Saved entries
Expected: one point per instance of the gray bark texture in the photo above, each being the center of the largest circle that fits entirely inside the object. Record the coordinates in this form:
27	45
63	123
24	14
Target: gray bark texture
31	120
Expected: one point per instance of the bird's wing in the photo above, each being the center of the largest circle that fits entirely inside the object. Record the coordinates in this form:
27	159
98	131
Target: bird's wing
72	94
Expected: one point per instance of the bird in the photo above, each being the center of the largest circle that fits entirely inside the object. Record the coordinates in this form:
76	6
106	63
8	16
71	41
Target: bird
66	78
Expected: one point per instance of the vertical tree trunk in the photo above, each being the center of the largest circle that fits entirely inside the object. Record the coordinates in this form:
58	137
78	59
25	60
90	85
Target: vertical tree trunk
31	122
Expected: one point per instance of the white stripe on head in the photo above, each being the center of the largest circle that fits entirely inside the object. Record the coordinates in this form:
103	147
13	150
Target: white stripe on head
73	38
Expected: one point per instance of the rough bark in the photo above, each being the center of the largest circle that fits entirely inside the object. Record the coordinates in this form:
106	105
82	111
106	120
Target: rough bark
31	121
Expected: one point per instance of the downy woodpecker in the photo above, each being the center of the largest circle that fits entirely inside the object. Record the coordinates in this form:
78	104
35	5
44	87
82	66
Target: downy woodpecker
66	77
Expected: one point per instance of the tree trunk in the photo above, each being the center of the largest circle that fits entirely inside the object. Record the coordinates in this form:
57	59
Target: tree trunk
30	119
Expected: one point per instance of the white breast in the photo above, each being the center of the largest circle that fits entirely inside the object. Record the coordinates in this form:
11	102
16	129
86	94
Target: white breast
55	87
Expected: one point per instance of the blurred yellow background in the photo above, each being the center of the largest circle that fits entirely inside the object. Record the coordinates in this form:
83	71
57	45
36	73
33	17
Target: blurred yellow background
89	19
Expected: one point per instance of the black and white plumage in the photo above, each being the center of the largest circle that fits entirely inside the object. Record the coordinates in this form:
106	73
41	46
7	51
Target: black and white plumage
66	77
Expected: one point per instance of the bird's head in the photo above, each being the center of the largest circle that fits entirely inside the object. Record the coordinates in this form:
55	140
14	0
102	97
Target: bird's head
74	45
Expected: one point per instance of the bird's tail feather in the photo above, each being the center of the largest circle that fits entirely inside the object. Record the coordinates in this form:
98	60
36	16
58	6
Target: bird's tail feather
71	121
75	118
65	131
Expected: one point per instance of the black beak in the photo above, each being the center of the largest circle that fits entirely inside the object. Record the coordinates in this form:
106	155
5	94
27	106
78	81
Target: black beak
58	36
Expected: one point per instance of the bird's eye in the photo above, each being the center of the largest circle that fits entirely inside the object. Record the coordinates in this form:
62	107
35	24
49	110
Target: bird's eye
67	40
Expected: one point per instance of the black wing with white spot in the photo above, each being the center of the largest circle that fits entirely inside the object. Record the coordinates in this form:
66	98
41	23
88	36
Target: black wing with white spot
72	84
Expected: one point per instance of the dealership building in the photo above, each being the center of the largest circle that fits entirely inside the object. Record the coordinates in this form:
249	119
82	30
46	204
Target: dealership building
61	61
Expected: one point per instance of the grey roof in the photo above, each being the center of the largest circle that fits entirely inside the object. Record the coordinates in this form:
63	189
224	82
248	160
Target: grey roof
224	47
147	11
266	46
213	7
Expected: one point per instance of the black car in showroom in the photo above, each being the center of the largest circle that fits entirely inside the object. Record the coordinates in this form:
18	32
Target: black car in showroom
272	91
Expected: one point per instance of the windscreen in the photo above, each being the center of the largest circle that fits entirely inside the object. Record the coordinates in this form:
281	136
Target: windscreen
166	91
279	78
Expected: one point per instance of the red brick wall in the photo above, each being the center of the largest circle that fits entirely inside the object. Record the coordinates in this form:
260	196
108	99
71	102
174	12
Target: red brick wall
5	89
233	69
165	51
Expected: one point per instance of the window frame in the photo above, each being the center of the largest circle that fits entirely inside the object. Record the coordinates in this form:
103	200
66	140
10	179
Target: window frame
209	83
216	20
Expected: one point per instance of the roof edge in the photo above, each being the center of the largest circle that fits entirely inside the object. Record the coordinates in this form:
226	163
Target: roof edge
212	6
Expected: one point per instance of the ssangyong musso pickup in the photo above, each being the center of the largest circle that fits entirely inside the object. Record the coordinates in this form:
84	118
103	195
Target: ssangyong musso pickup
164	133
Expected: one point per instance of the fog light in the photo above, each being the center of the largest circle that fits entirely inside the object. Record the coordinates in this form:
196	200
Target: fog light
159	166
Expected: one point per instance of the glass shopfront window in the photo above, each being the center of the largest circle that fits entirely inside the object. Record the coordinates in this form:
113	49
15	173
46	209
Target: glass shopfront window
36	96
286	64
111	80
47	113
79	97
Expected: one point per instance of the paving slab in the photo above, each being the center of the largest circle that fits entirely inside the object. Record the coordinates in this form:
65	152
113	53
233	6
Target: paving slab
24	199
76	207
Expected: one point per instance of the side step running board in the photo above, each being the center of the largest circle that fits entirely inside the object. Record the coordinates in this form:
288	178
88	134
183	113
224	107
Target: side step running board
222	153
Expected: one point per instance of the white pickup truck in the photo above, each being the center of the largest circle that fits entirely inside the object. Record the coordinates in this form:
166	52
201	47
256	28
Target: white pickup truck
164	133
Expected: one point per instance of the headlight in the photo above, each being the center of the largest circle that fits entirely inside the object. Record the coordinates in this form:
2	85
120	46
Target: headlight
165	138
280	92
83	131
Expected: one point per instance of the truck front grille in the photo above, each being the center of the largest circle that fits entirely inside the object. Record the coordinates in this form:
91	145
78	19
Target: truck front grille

*What you are asked to do*.
Scan the entries above, and wherever a line holds the string "grille", copy it.

*Completed task*.
Expected: one point per instance of the truck front grille in the photo above, each being the center of the largest circle that fits entirely inside the object. Record the coordinates in this form:
Target: truck front grille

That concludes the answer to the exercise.